_CONSIGNE_
Reproduisez à l'identique le passage de l'extrait présenté qui va de « La T2A représente » à « projet de loi). ».

_EXTRAIT PRÉSENTÉ_

○ ○ ○ ○ ○ ○ ○

Ce sont des modes innovants de tarification que nous souhaitons accompagner au travers de ce fonds. Tout ce qui se révélera utile sera ensuite déployé à l'échelon national. Cela ne se substituera pas à la tarification à l'acte ou à la T2A, cela viendra en complément. Ce fonds de vingt millions d'euros sera abondé en tant que de besoin à partir du fonds national de gestion du risque.

La T2A représente 60 % du financement des établissements de santé ; je souhaite que cette proportion diminue. On connaît les dérives de cette tarification, la pression sur les professionnels de santé et sur les établissements. Nous souhaitons inciter financièrement à la pertinence du parcours de soins (article 35 du PLFSS), augmenter la prise en compte de la qualité dans le modèle de financement (les incitations financières à l'amélioration de la qualité, ou IFAQ), intensifier le virage ambulatoire, moderniser les soins de suite et de réadaptation ou encore accompagner l'offre de soins avec notamment la télémédecine (article 36 du projet de loi).

Il y a donc beaucoup de projets de modification en profondeur, dont les effets se manifesteront progressivement au cours des cinq prochaines années.

Madame Doineau, nous souhaitons effectivement accompagner l'extension des obligations vaccinales d'un effort de communication à l'égard du grand public et des professionnels de santé. En effet, si je suis très bien soutenue à cet égard par les sociétés savantes et par les académies de médecine, de pharmacie et des sciences, 30 % des généralistes ont des doutes sur la vaccination et 25 % en font part aux patients.

○ ○ ○ ○ ○ ○ ○

Extraits de données
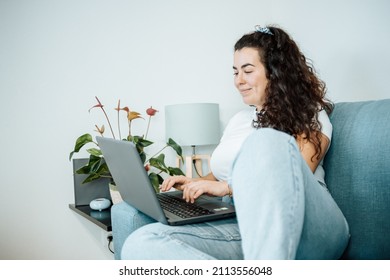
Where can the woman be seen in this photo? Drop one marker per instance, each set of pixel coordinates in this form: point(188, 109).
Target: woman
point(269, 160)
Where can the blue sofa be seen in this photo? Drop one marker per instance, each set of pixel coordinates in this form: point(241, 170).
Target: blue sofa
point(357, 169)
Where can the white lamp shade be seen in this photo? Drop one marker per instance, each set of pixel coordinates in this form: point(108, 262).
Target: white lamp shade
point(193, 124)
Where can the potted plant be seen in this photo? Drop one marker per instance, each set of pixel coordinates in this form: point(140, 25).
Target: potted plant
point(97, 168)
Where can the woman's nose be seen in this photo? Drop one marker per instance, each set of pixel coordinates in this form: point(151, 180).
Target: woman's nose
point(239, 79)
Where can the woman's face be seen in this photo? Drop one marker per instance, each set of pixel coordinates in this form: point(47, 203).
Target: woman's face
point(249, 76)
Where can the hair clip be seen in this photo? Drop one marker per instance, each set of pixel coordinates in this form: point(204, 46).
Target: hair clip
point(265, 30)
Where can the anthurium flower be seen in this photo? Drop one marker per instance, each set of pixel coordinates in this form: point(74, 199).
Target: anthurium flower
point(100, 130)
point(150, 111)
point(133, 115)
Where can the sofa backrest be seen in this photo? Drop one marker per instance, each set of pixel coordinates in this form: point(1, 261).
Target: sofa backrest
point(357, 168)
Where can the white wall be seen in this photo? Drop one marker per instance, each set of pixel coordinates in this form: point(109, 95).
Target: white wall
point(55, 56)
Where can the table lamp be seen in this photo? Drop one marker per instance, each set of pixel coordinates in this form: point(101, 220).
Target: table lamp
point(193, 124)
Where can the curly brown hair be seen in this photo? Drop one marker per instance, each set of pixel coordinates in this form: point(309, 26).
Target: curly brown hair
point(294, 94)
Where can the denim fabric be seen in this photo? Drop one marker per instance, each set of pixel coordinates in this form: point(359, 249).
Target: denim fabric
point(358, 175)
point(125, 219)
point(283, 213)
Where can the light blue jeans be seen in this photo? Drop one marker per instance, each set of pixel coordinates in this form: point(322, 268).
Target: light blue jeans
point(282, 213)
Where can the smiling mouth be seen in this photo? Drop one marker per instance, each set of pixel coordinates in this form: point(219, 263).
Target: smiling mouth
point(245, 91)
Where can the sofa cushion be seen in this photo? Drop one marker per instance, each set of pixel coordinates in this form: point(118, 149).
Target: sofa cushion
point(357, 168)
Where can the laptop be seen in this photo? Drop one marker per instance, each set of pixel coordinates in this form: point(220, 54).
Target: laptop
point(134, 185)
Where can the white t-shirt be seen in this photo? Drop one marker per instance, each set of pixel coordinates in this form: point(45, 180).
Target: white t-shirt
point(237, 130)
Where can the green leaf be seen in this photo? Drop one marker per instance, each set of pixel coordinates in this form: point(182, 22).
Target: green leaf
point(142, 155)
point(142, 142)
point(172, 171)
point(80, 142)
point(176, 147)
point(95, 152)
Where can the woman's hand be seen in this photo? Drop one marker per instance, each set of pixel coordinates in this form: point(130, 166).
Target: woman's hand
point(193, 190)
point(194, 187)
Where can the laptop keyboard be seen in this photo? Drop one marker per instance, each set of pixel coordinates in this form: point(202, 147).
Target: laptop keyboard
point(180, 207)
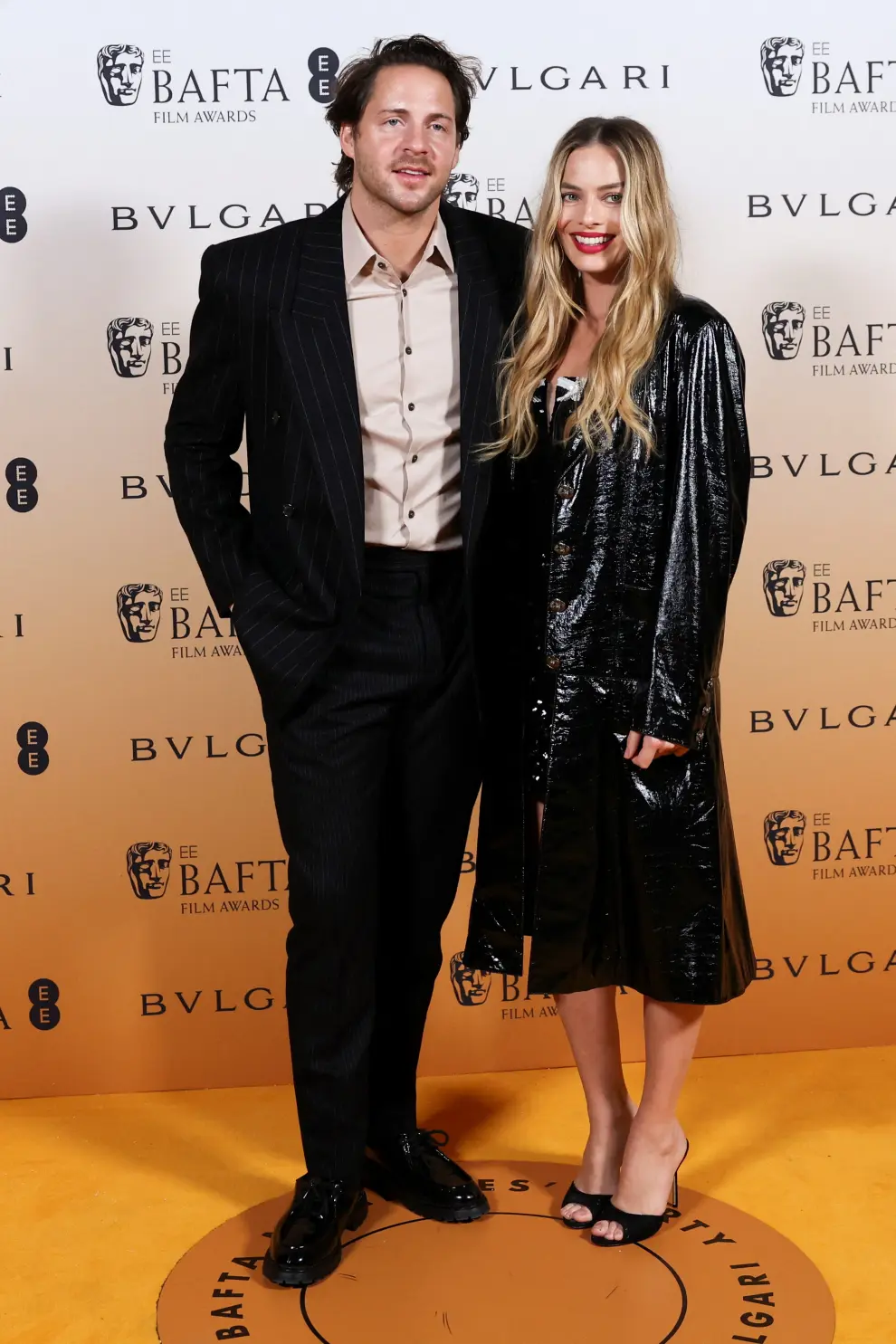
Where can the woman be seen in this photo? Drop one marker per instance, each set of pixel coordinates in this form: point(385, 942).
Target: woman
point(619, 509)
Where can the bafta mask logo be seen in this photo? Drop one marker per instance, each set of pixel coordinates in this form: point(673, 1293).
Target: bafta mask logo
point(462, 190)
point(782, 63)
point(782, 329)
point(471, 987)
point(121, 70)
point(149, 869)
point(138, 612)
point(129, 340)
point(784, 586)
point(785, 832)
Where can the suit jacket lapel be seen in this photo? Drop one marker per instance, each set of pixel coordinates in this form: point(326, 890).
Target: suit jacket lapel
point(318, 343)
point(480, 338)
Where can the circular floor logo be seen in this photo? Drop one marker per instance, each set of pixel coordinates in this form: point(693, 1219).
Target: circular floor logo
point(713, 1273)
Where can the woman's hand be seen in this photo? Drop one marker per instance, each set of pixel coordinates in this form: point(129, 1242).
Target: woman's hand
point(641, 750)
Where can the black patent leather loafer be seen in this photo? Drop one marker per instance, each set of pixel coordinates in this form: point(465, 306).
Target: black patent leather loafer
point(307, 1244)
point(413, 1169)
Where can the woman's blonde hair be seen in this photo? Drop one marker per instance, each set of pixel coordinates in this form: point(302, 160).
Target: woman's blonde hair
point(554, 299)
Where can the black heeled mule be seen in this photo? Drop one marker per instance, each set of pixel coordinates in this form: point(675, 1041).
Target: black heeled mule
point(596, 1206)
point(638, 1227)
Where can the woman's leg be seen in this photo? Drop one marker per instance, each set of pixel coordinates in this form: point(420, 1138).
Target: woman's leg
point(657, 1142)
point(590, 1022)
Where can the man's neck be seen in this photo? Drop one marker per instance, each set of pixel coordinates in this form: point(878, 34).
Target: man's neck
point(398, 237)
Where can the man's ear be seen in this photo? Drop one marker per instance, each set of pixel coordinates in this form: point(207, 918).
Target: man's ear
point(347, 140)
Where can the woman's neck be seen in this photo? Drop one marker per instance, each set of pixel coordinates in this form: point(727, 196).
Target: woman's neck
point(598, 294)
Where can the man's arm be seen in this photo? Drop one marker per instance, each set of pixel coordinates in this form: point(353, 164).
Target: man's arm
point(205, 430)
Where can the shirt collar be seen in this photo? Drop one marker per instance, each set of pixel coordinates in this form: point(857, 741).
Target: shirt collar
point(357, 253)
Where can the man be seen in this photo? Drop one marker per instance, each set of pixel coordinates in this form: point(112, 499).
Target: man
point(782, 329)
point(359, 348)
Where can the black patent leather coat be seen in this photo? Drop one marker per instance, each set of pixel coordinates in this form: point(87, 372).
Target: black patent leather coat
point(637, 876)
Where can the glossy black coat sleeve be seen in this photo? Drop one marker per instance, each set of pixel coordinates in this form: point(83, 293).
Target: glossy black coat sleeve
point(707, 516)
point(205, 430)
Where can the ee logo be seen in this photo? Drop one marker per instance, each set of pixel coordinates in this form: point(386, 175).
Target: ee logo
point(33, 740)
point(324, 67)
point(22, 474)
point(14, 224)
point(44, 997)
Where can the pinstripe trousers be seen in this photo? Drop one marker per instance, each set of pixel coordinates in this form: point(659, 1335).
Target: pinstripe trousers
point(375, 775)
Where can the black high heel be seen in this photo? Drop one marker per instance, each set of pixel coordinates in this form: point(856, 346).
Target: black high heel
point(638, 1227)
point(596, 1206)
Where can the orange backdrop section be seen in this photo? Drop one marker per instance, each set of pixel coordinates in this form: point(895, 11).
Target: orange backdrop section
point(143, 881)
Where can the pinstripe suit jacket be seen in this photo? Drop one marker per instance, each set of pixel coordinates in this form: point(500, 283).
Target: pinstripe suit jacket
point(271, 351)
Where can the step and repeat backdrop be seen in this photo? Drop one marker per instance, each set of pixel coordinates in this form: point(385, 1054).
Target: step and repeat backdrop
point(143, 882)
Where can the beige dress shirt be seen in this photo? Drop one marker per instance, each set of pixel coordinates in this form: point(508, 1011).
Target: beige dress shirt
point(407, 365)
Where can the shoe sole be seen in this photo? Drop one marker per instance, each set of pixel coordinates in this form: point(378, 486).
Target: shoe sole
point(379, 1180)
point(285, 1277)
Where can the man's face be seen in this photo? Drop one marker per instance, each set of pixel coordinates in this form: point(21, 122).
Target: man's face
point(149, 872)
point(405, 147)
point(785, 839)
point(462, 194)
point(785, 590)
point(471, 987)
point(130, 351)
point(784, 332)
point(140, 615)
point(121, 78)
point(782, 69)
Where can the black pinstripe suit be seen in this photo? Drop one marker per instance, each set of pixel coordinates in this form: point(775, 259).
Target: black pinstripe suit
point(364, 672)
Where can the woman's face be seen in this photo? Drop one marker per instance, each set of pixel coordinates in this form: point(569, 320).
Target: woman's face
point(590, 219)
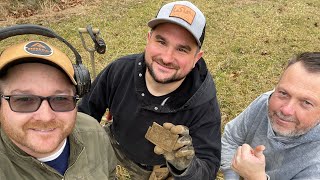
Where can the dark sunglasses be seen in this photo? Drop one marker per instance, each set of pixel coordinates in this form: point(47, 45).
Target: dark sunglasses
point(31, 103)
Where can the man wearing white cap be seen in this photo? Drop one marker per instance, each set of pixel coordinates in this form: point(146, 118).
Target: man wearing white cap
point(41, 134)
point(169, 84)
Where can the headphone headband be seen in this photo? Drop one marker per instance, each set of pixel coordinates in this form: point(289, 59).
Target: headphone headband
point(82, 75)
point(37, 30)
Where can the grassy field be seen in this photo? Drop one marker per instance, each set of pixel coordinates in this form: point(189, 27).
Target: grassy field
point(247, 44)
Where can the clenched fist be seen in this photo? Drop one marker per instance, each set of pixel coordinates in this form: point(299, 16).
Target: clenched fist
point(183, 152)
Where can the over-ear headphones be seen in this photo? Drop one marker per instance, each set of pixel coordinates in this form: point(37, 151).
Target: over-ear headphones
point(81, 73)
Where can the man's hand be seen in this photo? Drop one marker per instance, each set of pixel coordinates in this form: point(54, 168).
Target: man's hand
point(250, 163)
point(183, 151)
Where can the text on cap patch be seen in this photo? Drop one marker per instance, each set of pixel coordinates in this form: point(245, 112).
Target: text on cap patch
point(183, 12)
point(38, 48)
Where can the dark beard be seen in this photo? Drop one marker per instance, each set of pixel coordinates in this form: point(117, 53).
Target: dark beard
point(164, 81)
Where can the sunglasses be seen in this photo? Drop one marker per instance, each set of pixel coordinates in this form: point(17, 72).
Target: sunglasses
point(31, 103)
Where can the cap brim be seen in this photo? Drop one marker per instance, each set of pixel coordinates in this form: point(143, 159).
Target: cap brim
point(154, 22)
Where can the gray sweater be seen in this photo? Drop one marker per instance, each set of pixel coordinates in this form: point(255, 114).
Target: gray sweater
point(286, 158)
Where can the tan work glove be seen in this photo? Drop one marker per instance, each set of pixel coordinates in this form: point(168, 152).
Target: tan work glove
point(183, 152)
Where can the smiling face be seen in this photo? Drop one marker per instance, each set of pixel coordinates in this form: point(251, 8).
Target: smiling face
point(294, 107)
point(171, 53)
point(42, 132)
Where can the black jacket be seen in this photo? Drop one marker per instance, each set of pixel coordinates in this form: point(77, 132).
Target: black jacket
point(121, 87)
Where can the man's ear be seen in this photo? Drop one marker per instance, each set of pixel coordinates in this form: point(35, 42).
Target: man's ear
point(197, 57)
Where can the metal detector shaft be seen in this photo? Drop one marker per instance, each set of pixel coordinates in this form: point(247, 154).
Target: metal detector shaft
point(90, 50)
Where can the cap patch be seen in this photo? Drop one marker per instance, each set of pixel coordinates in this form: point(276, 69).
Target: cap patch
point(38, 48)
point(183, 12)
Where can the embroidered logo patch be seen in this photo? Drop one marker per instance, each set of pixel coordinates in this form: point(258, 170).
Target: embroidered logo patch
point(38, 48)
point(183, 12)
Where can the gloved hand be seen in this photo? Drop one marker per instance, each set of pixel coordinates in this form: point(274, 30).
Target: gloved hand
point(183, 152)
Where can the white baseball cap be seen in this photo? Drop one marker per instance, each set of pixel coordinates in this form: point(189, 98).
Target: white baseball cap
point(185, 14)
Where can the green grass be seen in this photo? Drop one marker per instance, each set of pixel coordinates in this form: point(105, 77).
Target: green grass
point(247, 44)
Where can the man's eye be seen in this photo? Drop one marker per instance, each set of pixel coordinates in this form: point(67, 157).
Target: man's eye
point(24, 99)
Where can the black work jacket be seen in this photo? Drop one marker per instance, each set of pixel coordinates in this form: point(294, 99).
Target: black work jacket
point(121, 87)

○ ○ ○ ○ ○ ○ ○

_RÉPONSE ATTENDUE_
La T2A représente 60 % du financement des établissements de santé ; je souhaite que cette proportion diminue. On connaît les dérives de cette tarification, la pression sur les professionnels de santé et sur les établissements. Nous souhaitons inciter financièrement à la pertinence du parcours de soins (article 35 du PLFSS), augmenter la prise en compte de la qualité dans le modèle de financement (les incitations financières à l'amélioration de la qualité, ou IFAQ), intensifier le virage ambulatoire, moderniser les soins de suite et de réadaptation ou encore accompagner l'offre de soins avec notamment la télémédecine (article 36 du projet de loi).